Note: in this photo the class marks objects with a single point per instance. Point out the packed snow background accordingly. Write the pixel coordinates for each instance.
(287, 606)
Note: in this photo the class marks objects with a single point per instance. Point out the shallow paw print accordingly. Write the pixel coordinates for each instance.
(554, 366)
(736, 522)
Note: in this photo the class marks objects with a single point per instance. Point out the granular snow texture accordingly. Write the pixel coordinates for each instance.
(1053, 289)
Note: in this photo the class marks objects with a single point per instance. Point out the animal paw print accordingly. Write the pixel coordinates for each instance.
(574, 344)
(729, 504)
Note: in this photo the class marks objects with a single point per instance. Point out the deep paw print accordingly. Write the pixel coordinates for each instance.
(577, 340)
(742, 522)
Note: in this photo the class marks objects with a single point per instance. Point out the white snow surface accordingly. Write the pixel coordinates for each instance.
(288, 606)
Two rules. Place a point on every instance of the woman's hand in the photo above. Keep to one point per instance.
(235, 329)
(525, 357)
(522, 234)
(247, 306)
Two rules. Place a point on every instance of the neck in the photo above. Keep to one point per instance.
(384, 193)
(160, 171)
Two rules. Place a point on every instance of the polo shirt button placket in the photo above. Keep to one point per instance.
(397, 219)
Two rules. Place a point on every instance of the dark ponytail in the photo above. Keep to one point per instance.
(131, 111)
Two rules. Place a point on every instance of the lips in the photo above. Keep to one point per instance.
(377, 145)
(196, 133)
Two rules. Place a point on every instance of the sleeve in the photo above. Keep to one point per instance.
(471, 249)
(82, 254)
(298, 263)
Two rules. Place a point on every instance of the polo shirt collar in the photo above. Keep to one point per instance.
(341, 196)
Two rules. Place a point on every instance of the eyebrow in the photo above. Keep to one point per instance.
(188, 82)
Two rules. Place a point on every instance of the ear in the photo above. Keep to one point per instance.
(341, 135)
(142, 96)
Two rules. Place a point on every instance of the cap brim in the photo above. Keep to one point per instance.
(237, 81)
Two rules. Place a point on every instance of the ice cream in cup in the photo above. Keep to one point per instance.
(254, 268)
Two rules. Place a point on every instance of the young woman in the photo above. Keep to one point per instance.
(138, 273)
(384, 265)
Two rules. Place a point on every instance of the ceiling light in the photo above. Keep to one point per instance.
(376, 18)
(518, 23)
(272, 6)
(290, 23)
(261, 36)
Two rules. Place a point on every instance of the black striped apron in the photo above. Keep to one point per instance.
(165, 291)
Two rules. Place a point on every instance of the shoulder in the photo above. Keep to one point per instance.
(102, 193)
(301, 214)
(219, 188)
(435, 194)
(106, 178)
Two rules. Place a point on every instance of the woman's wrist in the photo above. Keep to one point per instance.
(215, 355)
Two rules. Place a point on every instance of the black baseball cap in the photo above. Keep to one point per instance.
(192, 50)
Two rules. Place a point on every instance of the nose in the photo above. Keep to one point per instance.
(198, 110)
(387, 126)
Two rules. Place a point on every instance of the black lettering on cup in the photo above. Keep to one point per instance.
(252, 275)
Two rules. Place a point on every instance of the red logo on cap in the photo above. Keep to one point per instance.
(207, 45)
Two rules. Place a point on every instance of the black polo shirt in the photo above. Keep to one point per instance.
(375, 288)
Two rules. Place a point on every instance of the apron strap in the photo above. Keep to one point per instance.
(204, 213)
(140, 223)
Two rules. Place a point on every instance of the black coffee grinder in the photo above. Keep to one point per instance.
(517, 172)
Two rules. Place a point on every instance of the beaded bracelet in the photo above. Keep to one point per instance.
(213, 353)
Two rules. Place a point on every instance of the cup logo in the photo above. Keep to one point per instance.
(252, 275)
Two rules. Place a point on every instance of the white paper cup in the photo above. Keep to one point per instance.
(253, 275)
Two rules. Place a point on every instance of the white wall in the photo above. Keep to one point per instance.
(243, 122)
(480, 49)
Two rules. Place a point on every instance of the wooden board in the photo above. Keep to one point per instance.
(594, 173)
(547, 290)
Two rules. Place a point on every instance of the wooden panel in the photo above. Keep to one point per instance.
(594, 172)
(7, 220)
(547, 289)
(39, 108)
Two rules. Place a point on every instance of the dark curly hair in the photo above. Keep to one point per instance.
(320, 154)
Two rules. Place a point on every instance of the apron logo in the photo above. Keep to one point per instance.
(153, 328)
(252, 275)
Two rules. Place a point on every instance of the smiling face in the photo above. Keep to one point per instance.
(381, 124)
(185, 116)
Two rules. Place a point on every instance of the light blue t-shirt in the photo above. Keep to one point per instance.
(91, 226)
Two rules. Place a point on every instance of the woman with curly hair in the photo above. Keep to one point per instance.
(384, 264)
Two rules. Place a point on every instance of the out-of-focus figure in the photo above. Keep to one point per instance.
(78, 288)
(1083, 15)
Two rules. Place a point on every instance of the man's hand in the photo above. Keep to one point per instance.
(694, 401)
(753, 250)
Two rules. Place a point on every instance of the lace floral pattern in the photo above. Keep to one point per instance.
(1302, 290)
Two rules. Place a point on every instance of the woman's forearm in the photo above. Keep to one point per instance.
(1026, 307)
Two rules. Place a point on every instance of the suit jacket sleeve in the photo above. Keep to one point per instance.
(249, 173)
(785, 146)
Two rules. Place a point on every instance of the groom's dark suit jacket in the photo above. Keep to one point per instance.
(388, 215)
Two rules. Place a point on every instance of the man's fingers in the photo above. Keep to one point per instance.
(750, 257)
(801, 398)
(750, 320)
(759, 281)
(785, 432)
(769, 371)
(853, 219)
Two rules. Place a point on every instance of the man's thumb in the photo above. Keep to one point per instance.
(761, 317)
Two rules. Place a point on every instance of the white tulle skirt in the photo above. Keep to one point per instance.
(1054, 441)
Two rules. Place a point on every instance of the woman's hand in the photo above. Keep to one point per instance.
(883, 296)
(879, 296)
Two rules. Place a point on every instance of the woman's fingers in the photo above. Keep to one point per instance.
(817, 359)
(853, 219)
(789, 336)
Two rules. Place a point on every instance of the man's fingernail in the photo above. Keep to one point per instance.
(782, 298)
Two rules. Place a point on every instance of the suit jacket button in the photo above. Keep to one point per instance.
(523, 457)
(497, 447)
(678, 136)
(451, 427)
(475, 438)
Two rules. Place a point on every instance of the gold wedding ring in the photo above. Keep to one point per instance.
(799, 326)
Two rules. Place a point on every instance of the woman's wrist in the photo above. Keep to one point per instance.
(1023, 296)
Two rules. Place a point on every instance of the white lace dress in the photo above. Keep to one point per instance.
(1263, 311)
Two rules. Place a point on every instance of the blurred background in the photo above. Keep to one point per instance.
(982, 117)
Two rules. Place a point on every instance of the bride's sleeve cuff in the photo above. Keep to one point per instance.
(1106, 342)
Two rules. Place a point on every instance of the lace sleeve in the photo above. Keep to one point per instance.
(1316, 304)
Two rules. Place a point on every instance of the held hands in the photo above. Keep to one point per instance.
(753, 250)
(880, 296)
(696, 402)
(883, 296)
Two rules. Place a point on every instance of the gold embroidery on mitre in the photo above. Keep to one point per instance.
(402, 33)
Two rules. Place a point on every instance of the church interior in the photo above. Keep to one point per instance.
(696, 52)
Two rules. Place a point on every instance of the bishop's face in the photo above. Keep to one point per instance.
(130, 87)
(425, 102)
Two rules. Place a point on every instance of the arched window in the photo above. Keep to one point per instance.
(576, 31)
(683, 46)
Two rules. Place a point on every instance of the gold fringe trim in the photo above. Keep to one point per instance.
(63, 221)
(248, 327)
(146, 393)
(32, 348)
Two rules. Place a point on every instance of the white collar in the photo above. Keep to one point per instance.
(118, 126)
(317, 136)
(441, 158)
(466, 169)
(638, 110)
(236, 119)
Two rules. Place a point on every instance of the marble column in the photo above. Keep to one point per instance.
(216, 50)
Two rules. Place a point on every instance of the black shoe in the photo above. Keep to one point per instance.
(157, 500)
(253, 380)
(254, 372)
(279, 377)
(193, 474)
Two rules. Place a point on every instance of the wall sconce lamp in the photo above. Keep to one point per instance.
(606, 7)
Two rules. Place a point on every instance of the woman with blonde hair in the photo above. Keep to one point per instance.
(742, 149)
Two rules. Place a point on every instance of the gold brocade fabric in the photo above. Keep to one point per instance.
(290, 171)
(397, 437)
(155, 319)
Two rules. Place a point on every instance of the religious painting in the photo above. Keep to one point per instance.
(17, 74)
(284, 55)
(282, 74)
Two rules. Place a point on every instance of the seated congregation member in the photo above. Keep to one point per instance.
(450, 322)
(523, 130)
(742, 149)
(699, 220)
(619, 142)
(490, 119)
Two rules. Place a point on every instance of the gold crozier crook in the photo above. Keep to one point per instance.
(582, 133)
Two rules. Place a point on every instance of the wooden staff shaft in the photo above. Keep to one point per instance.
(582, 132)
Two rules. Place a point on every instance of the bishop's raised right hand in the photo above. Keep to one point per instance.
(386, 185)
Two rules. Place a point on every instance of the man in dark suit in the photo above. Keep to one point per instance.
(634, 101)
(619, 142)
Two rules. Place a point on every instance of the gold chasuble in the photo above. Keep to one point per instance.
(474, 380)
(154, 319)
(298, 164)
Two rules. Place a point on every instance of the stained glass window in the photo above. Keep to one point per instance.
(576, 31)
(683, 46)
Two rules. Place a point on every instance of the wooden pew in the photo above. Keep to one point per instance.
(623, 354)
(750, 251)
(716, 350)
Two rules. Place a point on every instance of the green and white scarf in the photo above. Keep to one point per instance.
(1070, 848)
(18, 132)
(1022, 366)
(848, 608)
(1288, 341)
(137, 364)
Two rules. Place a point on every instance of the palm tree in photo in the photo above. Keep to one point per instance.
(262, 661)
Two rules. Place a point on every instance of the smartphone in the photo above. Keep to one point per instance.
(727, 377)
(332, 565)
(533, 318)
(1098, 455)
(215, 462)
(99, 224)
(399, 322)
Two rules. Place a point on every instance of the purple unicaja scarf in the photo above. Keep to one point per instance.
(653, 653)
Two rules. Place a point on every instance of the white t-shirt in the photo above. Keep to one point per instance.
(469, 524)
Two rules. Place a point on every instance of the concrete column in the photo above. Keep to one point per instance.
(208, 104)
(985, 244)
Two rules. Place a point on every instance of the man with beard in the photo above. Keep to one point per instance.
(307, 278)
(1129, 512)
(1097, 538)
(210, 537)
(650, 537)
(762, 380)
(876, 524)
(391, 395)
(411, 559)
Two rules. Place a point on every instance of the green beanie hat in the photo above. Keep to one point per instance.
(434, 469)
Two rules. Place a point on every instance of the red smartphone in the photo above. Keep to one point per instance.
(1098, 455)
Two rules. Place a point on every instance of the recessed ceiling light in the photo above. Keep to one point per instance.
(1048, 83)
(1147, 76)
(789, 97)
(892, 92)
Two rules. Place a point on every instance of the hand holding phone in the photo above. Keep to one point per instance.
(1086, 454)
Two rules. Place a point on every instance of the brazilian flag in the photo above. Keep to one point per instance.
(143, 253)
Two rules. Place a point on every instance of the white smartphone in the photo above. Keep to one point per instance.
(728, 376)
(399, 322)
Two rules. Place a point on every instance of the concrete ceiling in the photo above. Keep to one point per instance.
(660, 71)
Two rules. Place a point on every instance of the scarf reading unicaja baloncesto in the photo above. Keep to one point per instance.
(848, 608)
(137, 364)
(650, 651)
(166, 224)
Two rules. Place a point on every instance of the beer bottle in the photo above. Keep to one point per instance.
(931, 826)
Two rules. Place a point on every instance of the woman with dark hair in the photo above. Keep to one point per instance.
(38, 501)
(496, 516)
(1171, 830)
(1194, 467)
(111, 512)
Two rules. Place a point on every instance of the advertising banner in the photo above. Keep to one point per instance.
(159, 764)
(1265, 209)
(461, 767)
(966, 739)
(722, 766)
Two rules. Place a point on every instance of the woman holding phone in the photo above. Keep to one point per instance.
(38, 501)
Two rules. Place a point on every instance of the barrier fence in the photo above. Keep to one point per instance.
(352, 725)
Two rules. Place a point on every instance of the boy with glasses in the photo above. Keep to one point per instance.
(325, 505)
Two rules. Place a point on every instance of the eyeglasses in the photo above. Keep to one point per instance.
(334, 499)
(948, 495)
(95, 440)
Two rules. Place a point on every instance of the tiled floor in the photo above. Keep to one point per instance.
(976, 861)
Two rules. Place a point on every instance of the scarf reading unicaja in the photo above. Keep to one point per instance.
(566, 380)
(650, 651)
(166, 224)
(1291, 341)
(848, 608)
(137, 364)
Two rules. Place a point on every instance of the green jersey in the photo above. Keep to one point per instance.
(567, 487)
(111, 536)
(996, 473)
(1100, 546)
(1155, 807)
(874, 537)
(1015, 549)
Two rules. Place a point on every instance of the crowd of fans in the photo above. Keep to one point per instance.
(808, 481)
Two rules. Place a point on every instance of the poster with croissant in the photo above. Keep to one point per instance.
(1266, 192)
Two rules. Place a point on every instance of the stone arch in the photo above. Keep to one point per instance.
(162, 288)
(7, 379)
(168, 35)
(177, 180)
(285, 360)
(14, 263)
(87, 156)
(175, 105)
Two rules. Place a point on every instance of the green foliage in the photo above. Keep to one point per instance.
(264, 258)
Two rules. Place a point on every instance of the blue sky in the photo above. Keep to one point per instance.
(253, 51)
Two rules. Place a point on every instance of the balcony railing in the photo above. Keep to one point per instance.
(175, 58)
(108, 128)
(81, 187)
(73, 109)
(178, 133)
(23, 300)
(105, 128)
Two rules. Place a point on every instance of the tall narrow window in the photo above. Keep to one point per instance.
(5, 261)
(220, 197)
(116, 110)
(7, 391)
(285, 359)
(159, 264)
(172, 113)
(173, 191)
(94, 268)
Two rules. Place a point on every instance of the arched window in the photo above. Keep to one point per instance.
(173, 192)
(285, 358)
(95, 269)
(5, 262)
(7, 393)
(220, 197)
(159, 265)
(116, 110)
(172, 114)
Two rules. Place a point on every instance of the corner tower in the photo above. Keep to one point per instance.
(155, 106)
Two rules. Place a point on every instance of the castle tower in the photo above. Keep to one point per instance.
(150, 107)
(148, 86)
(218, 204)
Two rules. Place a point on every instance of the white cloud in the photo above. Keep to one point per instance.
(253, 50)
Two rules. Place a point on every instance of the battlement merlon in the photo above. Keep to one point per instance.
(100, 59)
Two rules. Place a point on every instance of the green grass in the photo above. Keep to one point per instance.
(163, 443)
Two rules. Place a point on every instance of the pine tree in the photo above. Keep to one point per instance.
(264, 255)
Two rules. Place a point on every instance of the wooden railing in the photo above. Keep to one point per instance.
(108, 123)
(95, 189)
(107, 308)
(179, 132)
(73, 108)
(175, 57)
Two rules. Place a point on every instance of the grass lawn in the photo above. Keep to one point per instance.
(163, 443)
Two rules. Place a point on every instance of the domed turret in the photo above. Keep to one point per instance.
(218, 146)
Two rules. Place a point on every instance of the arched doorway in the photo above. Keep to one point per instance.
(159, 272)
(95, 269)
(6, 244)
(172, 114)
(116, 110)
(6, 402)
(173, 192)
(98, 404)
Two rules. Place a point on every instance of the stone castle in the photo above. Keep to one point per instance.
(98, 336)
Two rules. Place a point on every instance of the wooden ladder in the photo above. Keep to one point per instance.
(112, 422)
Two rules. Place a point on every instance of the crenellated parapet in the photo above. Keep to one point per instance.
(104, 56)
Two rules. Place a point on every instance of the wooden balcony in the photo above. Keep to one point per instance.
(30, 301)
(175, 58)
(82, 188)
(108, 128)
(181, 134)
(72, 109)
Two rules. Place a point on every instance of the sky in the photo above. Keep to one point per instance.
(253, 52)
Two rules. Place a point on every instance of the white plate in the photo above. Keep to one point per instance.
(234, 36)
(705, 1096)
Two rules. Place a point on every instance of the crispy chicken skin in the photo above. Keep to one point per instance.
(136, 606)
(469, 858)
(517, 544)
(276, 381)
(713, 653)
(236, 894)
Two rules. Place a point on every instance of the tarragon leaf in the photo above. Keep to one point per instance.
★ ★ ★ ★ ★
* **Objective**:
In the material above, from the line with "Two rules. Place a point on every instance of the blurred" to the line with "(1316, 304)", both ends included, rescale the point coordinates: give all these lines again, requests included, but multiply every coordinate by 2.5 and round to whole numbers, with halves rounded up.

* **Solution below**:
Two rules. Place a point on every instance of the blurred background in the photo above. Keep to one point per instance.
(2455, 293)
Two rules. Place a point on every instance of the bride's sleeve cuff in the photo above. Keep to one point per instance.
(2765, 855)
Two rules. Place a point on every instance of the lace sleeve in the photo above. Keep to one point per instance.
(3290, 760)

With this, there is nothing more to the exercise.